### Record extracts
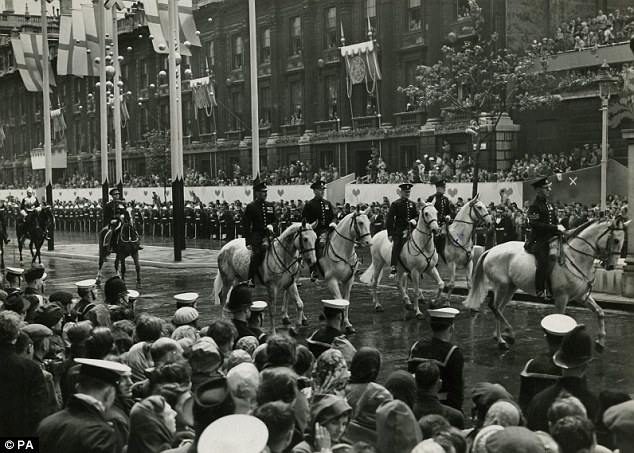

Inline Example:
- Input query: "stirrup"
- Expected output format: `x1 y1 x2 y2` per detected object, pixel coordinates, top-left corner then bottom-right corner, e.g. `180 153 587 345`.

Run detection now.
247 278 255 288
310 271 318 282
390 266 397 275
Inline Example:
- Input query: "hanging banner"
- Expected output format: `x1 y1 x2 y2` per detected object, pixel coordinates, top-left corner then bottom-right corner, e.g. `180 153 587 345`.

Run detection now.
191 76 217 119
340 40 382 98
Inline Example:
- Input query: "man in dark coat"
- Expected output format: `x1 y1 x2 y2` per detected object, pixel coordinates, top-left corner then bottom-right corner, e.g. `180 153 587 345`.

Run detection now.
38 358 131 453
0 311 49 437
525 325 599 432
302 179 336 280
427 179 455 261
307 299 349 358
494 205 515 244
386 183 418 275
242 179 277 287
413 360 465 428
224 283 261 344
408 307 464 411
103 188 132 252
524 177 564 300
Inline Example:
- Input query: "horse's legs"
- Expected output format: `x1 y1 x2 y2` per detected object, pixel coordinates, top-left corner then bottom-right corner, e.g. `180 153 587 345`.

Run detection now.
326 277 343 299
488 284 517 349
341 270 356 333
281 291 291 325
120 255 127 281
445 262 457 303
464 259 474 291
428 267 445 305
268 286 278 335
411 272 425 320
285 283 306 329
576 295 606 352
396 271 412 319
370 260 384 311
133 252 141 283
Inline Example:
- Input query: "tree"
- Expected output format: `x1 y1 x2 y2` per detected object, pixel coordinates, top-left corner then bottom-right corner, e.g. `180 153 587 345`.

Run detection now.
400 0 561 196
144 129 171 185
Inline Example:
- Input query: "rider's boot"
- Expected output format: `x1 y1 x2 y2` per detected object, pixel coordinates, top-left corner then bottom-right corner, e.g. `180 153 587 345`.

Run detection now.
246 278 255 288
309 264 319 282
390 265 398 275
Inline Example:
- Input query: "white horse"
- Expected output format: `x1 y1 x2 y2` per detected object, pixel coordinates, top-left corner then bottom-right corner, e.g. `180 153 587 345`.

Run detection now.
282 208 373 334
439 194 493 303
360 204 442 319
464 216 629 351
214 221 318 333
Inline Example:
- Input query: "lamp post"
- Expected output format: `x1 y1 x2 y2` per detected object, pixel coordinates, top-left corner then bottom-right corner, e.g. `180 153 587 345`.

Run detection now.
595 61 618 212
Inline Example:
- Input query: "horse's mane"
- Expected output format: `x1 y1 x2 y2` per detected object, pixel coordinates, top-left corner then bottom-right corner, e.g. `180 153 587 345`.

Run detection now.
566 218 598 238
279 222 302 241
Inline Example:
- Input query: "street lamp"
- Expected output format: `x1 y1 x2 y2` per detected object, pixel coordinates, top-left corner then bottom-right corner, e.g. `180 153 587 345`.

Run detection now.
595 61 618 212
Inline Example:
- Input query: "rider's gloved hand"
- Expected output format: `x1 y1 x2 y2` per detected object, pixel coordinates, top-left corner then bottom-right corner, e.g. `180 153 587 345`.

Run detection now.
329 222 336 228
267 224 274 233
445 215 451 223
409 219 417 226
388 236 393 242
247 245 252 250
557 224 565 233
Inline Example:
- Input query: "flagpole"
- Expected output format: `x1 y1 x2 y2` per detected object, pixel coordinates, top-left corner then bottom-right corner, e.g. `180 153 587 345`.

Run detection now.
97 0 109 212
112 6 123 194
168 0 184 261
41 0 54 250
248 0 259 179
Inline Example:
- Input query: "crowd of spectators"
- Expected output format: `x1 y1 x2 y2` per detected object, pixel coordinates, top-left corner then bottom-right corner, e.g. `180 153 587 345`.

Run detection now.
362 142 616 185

* * *

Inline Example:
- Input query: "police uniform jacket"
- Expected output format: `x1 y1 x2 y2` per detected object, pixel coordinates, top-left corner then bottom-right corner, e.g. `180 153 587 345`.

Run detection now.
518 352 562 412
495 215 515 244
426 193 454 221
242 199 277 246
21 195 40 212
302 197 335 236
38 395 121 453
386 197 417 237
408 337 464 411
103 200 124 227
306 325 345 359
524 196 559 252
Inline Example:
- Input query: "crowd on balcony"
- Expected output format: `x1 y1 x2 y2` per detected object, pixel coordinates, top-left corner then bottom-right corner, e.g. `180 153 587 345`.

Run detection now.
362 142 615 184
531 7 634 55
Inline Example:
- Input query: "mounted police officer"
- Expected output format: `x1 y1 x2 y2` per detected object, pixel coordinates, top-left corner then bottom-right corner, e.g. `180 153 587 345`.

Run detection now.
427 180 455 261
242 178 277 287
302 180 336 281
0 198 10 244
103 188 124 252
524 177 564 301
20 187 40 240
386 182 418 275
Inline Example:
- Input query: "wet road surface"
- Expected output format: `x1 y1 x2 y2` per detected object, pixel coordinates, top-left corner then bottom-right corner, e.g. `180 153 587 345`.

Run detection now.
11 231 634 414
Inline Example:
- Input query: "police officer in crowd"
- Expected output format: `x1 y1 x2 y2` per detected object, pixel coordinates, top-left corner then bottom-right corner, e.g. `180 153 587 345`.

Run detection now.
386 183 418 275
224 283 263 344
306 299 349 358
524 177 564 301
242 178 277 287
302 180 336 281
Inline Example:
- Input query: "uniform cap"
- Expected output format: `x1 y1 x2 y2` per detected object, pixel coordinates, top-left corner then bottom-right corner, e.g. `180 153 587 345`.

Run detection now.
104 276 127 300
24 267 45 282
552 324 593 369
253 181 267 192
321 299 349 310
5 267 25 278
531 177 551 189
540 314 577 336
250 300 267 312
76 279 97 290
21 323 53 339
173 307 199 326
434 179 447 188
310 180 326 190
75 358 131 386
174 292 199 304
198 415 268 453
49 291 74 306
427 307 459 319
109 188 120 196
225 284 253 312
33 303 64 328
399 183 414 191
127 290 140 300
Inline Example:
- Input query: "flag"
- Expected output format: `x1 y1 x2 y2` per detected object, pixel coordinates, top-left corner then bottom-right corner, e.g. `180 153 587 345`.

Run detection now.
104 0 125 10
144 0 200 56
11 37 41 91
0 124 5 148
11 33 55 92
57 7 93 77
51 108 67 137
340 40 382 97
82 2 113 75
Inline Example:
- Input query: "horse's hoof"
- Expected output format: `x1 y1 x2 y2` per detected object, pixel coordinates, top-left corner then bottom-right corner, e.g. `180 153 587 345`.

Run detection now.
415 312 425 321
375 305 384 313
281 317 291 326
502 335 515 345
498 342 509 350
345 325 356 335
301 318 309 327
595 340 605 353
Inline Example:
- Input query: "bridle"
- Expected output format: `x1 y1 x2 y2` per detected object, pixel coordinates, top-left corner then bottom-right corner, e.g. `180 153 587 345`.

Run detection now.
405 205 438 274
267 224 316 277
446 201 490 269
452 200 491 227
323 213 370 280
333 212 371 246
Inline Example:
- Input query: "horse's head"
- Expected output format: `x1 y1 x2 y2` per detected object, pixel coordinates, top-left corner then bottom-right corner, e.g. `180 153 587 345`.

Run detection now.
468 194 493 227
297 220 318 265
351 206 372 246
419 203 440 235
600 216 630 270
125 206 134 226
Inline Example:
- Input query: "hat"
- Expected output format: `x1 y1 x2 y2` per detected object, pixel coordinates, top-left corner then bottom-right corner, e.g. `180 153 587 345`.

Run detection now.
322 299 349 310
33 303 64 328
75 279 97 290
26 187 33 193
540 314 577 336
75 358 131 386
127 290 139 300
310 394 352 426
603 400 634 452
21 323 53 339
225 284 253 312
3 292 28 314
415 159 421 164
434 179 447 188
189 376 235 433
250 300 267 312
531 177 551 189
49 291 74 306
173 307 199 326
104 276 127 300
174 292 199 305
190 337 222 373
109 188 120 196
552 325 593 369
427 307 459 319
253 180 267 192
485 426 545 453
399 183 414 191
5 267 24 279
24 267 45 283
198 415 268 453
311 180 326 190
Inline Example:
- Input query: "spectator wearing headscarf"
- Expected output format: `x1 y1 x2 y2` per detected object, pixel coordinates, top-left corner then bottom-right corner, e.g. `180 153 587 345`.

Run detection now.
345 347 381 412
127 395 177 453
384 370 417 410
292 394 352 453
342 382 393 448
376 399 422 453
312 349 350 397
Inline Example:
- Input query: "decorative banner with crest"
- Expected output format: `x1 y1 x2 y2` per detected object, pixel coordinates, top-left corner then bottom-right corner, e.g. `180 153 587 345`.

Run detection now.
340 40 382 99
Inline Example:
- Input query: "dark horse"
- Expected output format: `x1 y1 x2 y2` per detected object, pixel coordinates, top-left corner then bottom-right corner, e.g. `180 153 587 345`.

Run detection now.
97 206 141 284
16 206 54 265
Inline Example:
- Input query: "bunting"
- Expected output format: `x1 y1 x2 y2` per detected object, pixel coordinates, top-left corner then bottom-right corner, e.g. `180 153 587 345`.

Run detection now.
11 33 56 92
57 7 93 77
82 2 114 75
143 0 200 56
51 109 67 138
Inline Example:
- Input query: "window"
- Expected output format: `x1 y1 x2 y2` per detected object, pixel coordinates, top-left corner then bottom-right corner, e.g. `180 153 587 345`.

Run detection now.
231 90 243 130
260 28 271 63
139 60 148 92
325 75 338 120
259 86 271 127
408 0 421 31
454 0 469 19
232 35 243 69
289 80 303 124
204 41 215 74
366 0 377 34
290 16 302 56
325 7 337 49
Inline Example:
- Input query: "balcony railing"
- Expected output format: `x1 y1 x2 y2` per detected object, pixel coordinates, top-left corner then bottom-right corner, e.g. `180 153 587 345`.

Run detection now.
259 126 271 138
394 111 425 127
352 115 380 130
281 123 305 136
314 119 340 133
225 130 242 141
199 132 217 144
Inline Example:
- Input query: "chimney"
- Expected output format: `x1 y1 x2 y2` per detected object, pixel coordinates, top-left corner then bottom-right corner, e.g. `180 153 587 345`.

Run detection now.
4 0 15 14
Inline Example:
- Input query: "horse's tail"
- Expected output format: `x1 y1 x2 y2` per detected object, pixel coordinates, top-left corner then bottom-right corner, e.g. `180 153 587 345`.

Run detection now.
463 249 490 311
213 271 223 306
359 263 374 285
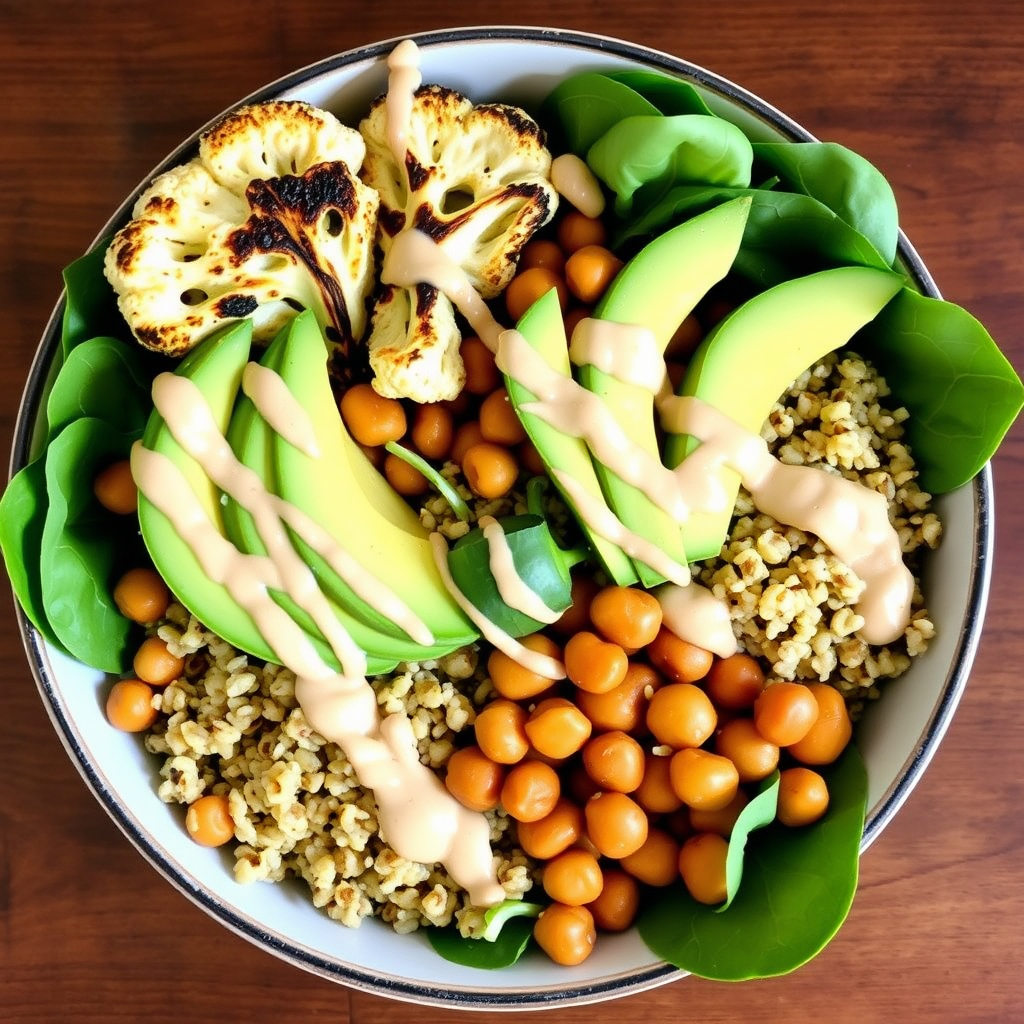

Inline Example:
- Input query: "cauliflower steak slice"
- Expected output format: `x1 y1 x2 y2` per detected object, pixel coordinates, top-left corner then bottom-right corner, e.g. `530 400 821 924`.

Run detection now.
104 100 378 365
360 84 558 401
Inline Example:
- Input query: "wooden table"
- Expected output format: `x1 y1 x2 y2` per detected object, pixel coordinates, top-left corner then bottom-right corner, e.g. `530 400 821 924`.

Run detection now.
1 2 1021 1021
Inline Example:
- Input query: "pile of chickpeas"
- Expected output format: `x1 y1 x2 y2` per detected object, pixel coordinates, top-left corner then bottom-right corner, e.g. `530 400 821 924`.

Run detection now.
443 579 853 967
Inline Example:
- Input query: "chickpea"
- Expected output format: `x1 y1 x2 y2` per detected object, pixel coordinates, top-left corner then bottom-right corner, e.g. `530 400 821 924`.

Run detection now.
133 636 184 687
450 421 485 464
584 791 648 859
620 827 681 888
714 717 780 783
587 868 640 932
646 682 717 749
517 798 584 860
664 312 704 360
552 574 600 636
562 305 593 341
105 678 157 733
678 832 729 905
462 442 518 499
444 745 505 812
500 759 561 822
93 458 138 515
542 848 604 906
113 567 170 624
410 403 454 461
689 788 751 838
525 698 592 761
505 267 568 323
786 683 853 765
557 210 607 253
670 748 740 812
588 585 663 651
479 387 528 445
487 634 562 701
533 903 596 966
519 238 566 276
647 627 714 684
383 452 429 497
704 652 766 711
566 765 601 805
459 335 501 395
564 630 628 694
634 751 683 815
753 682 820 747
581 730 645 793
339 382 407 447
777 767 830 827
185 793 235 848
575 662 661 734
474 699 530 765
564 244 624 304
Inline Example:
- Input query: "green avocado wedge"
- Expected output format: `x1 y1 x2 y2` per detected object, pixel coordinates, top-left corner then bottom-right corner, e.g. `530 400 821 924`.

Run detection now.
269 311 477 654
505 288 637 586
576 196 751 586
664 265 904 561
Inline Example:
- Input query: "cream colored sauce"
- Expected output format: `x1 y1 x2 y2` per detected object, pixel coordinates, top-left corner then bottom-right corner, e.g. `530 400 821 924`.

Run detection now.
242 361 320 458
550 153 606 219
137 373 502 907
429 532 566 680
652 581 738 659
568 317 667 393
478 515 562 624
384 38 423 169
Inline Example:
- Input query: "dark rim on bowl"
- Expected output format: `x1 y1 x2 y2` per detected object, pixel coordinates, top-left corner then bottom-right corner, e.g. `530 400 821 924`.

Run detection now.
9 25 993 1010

### Assigned task
Tell how many lines of the records above hold "horse", giving the number and nothing else.

### Response box
7